_SOURCE PASSAGE_:

Bottom-of-funnel (BOFU) content marketing is the practice of creating targeted content specifically for prospects who are ready to buy, meaning people who already know they have a problem and are actively comparing solutions. Unlike awareness-stage content, BOFU content is not about education or discovery. It is about conversion: giving the right person the final nudge they need to choose you.
If your content strategy is generating traffic but not sales, the missing piece is almost always a weak BOFU layer.
TL;DR;
- BOFU content targets prospects who are actively evaluating solutions and close to making a purchase decision.
- Unlike TOFU content, which focuses on awareness and education, BOFU content is designed to drive conversions.
- High-performing BOFU content includes case studies, product demos, pricing pages, comparison pages, testimonials, and free trials.
- Effective BOFU content addresses buyer objections, demonstrates value, builds trust through social proof, and includes a clear call to action.
- BOFU keywords typically include commercial intent modifiers such as “pricing,” “best,” “services,” “demo,” “trial,” and “vs.”

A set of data
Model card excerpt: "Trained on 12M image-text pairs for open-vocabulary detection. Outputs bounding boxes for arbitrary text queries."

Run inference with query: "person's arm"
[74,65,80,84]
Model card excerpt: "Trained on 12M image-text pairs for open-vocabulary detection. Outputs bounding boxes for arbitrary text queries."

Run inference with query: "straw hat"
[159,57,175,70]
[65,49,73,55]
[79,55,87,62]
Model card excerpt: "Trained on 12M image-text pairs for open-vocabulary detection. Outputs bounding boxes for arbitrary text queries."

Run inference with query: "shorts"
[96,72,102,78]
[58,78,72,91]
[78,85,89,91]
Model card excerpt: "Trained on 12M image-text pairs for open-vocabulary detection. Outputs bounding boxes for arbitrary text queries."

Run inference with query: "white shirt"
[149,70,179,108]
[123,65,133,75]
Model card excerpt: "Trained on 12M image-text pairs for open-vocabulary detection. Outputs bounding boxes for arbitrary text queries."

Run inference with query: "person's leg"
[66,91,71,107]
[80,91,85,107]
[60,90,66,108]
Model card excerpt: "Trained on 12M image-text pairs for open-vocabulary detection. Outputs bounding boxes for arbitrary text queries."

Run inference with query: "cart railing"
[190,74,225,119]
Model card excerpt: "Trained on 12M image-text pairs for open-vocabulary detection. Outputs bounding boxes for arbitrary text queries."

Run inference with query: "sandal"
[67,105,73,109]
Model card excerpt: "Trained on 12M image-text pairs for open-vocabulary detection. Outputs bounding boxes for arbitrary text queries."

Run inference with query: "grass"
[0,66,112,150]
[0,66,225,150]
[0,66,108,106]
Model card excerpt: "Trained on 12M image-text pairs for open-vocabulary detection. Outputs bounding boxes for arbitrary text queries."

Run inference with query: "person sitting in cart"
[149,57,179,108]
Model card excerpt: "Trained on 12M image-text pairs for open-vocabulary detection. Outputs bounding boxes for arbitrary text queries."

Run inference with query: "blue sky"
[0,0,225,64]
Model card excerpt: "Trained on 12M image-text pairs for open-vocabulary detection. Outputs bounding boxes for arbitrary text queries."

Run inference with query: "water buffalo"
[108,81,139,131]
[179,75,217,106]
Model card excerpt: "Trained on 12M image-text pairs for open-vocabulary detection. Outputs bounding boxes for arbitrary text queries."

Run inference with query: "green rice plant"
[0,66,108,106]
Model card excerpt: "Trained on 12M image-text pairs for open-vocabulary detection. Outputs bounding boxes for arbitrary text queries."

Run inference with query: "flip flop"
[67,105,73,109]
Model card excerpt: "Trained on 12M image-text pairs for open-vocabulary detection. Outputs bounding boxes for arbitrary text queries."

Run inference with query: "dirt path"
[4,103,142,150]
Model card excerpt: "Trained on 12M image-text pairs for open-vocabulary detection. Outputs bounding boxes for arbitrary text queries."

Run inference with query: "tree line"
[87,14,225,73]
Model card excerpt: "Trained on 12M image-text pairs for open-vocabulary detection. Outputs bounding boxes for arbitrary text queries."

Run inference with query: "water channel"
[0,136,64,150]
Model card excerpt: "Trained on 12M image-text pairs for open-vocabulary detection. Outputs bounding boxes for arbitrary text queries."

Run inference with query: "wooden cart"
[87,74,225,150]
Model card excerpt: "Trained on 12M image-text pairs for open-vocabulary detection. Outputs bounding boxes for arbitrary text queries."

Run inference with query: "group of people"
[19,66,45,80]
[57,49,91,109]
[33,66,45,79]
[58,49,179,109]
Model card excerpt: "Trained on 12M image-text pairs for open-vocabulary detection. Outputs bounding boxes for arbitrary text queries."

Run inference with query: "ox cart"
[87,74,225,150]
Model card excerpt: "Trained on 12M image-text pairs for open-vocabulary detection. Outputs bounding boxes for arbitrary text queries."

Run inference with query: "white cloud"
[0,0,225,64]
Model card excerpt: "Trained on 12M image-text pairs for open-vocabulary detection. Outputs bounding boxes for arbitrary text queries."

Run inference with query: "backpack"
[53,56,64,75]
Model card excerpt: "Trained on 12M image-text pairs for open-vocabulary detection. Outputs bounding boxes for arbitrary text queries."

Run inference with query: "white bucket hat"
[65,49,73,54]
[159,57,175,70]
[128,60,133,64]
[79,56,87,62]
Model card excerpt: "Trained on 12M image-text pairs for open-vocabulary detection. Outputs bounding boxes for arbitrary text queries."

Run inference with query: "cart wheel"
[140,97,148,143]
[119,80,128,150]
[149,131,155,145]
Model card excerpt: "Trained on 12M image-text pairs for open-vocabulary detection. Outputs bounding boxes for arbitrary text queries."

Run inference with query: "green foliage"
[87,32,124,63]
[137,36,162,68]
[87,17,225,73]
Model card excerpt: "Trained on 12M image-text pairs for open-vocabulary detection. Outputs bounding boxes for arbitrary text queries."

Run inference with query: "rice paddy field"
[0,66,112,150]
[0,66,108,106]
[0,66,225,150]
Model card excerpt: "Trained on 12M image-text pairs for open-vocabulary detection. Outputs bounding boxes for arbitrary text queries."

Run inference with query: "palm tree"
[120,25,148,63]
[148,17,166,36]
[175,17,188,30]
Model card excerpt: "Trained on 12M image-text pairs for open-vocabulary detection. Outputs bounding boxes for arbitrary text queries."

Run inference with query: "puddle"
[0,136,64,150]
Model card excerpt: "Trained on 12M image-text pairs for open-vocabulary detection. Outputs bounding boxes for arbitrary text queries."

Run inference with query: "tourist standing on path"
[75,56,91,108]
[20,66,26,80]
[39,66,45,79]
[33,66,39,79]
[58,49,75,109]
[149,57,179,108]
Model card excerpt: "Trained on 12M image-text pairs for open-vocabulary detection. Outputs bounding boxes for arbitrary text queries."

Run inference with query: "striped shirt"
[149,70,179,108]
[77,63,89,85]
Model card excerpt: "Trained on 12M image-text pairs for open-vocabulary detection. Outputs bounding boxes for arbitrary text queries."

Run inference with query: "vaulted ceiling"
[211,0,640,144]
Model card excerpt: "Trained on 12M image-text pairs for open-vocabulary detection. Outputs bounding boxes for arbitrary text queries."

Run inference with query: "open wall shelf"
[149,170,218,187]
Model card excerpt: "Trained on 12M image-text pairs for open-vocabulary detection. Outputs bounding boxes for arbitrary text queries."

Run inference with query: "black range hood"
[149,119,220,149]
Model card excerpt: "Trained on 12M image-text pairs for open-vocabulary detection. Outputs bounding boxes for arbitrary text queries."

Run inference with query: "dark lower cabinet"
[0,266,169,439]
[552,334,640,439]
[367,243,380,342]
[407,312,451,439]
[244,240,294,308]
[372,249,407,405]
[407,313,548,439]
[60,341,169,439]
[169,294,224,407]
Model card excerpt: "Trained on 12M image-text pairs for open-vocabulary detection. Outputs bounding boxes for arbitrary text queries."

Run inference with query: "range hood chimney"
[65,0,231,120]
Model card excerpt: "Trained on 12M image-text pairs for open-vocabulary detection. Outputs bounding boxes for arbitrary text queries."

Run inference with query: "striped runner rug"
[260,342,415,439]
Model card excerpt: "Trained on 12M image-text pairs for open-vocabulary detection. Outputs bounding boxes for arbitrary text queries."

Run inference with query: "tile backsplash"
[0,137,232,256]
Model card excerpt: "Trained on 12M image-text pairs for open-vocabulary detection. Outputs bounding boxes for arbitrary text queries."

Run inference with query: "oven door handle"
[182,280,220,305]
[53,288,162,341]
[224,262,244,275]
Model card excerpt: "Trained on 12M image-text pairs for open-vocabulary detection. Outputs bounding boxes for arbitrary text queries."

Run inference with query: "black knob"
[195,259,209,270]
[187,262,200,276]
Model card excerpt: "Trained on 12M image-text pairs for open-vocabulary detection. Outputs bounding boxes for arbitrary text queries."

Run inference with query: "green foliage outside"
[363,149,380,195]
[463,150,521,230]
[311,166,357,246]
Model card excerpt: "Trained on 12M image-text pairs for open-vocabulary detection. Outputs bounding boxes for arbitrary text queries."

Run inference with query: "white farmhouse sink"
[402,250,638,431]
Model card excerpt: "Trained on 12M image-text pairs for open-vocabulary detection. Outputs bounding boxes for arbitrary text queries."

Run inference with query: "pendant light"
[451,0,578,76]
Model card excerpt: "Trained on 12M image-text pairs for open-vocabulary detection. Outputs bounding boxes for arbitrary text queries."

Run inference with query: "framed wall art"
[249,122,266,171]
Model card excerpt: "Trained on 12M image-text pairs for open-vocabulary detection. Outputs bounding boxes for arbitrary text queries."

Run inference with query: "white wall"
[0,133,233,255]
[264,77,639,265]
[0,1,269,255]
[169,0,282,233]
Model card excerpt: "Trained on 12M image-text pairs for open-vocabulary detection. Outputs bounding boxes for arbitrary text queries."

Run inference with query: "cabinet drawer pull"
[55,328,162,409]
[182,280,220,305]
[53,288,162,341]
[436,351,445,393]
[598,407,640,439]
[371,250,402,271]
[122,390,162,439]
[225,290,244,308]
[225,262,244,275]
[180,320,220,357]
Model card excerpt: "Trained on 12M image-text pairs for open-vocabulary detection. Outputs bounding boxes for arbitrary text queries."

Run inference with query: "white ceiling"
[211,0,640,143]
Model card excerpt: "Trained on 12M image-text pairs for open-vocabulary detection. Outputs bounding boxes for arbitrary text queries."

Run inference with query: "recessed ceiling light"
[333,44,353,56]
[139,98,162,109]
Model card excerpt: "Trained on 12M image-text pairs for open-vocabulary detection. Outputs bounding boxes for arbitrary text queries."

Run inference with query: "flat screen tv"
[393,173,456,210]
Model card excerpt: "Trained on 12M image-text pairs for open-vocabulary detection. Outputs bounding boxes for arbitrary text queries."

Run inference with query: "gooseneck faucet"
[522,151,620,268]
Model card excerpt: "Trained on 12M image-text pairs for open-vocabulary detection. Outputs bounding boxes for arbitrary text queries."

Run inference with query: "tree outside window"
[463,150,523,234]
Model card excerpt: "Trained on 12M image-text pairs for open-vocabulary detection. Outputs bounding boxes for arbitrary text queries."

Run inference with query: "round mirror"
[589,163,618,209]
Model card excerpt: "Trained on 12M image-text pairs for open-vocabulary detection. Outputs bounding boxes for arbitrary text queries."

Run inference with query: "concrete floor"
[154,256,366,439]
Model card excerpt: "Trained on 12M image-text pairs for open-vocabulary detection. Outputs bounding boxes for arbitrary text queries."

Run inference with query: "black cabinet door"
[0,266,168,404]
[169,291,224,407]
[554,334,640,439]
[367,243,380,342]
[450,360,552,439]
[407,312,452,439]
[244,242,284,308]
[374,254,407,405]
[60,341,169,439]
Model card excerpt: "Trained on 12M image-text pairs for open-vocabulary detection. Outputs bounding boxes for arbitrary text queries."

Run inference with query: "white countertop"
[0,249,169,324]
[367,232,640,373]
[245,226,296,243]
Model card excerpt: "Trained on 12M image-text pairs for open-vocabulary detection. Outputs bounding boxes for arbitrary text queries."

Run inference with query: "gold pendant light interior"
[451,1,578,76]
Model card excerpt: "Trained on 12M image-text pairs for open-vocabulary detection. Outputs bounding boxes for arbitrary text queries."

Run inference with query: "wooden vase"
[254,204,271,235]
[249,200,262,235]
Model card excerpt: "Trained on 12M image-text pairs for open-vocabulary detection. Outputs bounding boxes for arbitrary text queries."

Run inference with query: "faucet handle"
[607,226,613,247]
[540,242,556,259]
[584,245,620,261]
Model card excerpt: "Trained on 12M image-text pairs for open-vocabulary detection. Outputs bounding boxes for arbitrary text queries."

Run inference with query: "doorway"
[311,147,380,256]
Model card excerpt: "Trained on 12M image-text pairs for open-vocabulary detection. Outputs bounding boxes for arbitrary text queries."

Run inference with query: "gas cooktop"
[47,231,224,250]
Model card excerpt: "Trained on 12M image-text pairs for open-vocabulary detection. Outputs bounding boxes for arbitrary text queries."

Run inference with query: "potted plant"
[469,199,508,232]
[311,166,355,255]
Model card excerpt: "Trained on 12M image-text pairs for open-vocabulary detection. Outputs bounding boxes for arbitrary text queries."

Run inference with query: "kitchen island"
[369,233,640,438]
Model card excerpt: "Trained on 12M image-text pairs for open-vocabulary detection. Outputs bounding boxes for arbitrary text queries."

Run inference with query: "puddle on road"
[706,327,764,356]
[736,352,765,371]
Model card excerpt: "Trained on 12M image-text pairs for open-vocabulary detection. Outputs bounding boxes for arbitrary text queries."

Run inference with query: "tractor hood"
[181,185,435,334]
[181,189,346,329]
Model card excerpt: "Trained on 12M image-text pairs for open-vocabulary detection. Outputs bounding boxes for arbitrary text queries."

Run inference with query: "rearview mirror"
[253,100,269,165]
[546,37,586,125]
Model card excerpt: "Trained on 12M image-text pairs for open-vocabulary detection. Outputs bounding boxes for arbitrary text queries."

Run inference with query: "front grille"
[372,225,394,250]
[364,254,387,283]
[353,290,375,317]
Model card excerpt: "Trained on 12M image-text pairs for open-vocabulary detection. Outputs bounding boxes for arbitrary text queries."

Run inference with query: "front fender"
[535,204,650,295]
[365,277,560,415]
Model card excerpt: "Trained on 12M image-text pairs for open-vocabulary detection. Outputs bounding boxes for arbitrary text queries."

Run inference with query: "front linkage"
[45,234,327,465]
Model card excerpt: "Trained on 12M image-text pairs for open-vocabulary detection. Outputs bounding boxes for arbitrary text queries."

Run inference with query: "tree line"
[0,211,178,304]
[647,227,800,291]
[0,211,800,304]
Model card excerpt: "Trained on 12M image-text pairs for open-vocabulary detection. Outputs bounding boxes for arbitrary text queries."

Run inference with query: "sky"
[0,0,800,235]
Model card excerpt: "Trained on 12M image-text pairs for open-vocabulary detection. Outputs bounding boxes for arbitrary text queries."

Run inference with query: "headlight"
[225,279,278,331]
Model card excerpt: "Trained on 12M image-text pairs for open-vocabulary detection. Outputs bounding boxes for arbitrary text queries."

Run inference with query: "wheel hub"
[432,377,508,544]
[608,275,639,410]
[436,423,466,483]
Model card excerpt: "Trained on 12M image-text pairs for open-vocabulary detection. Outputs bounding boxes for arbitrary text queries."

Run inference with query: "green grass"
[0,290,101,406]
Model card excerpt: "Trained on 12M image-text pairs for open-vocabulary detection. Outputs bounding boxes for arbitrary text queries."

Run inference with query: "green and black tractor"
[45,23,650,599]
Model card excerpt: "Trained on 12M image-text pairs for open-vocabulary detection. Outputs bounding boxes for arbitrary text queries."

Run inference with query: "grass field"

_THE TASKS_:
(A) List every type of content that the passage on bottom-of-funnel content marketing names as high-performing BOFU content.
(B) Based on the passage on bottom-of-funnel content marketing, does each statement agree with it? (i) BOFU content is mainly about education and discovery. (ii) BOFU keywords typically include the modifier "vs." (iii) When a content strategy brings traffic but not sales, a weak BOFU layer is almost always the missing piece.

_ANSWERS PROVIDED_:
(A)
- Case studies
- Product demos
- Pricing pages
- Comparison pages
- Testimonials
- Free trials

(B)
(i) No: "BOFU content is not about education or discovery."
(ii) Yes: "BOFU keywords typically include commercial intent modifiers such as “pricing,” “best,” “services,” “demo,” “trial,” and “vs.”"
(iii) Yes: "If your content strategy is generating traffic but not sales, the missing piece is almost always a weak BOFU layer."